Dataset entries

↓

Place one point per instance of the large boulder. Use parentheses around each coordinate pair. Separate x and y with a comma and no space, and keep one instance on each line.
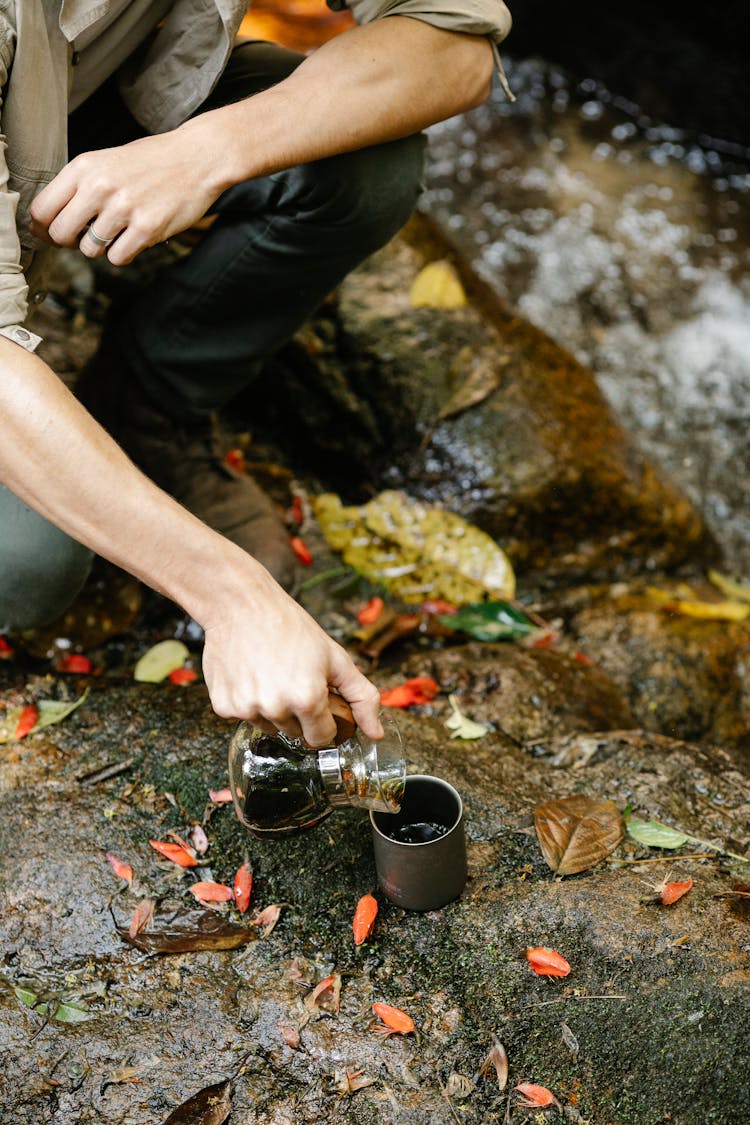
(539,461)
(653,990)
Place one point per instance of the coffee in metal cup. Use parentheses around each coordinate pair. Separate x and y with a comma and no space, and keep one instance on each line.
(421,853)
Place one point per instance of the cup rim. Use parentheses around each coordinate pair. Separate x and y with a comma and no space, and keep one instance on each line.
(446,834)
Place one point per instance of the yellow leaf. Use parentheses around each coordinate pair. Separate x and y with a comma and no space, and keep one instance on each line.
(156,664)
(735,591)
(416,551)
(707,611)
(461,726)
(437,286)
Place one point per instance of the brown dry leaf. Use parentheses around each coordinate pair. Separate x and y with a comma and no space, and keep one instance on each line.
(350,1081)
(142,916)
(210,1106)
(498,1059)
(484,376)
(458,1086)
(577,831)
(191,929)
(325,996)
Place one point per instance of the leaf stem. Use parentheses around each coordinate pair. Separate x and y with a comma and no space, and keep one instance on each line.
(562,999)
(325,576)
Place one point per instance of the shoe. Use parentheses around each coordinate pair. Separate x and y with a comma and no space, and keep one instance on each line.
(188,460)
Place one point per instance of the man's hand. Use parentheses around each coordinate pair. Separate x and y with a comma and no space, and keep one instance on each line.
(265,658)
(133,196)
(288,666)
(373,83)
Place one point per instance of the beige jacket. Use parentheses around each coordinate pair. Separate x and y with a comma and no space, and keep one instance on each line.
(169,82)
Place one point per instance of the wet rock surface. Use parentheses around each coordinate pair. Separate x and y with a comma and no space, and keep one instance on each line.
(645,979)
(651,1023)
(540,464)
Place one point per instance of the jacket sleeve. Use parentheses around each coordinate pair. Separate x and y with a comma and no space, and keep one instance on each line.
(489,18)
(14,289)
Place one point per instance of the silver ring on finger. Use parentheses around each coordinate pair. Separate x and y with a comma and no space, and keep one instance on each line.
(97,237)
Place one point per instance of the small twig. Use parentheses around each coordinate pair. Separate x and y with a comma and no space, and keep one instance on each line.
(324,576)
(562,999)
(661,858)
(95,776)
(450,1105)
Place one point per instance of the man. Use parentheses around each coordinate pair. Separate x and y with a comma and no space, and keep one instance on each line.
(309,163)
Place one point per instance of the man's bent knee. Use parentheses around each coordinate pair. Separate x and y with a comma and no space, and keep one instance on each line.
(368,194)
(42,569)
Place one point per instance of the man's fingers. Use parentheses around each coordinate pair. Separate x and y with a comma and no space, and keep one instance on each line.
(361,694)
(95,240)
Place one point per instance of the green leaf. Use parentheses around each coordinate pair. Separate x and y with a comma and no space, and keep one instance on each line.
(654,834)
(489,621)
(26,996)
(461,726)
(52,711)
(156,664)
(70,1013)
(416,551)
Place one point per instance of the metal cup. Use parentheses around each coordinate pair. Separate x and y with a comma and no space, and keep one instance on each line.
(422,875)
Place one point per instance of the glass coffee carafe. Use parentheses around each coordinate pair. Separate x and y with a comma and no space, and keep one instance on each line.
(280,785)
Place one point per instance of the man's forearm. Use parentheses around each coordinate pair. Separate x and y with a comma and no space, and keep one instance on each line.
(57,459)
(373,83)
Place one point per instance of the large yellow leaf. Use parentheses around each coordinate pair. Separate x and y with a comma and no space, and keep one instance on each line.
(437,286)
(416,551)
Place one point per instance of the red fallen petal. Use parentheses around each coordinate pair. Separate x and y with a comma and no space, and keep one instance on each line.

↑

Exercise instructions | All that is wanted is the set of lines from the one with "Place one point per instance of the large yellow" through the last line of the entries, both included, output exactly.

Exercise output |
Place one point per instance of the large yellow leaf. Use parentheses around each coordinate pair. Separate x and y with a comma and no space, and keep one instance on each line.
(437,286)
(416,551)
Place one point per instance of the red fallen petal. Use parentheses around each coordinate pair. Separate x and y with a comma and no space, and keep one instance on each line.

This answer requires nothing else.